--- Start TEXT PASSAGE ---

# Mikasa



## affiebear (Sep 19, 2013)

So I have decided to name my baby girl Mikasa (after a character in Attack on Titan). I love the meaning of it and seems it might fit, if not I still love the name and will keep it. 

What Does Name "Mikasa" Mean
You have psychic power. You can carry on for others with joy. You have a receptive nature and may bear burdens for others. You are pragmatic, thorough, strong-willed, practical and *stubborn at times*. You are hard working, often martyr to duty. *You like home and security above all*. You are intuitive and might be interested in the arts, drama or science.
You desire to inspire and lead, to control other's affairs. You are giving, courageous and bold, action oriented,*energetic and strong willed*. You want to make a difference in the world, and this attitude often attracts you to cultural interests, politics, social issues, and the cultivation of your creative talents.


----------



## abbys (Oct 13, 2012)

Aw, I like that name. When do you get to bring her home?


----------



## affiebear (Sep 19, 2013)

I go to get her this weekend. Just hope the rest of the things I ordered get here before the weekend 

Sent from Petguide.com Free App


----------



## SiouxzieKinz (Oct 10, 2013)

Beautiful markings on her. I'm not an expert on color so I'll just call them mottled quills but gosh that's pretty. Good luck with your new-found mommy-hood.


----------



## jb8493 (Apr 22, 2013)

Aww. I know that blanket! Beachbum hedgehogs! That's where I got my beautiful Nibs from! Congratulations!!


----------



## deftones (Jul 26, 2013)

I got Macey from there as well. Great breeder.


----------

--- End TEXT PASSAGE ---
--- Start RECORDED DATA ---

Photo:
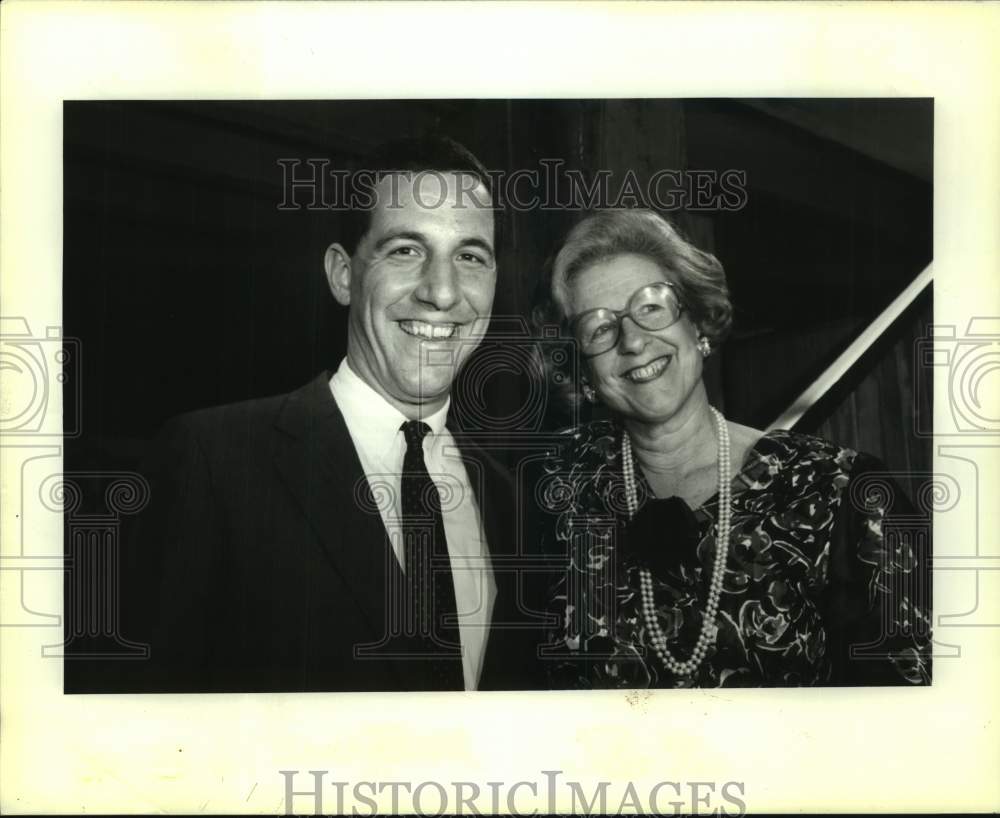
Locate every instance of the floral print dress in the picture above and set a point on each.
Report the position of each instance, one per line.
(823, 585)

--- End RECORDED DATA ---

◆ **WORK INSTRUCTIONS**
In the Mikasa name thread above, rewrite the part between "What Does Name" and "bring her home?", inclusive, replacing "security" with "comfort".

◆ **EXPECTED ANSWER**
What Does Name "Mikasa" Mean
You have psychic power. You can carry on for others with joy. You have a receptive nature and may bear burdens for others. You are pragmatic, thorough, strong-willed, practical and *stubborn at times*. You are hard working, often martyr to duty. *You like home and comfort above all*. You are intuitive and might be interested in the arts, drama or science.
You desire to inspire and lead, to control other's affairs. You are giving, courageous and bold, action oriented,*energetic and strong willed*. You want to make a difference in the world, and this attitude often attracts you to cultural interests, politics, social issues, and the cultivation of your creative talents.


----------



## abbys (Oct 13, 2012)

Aw, I like that name. When do you get to bring her home?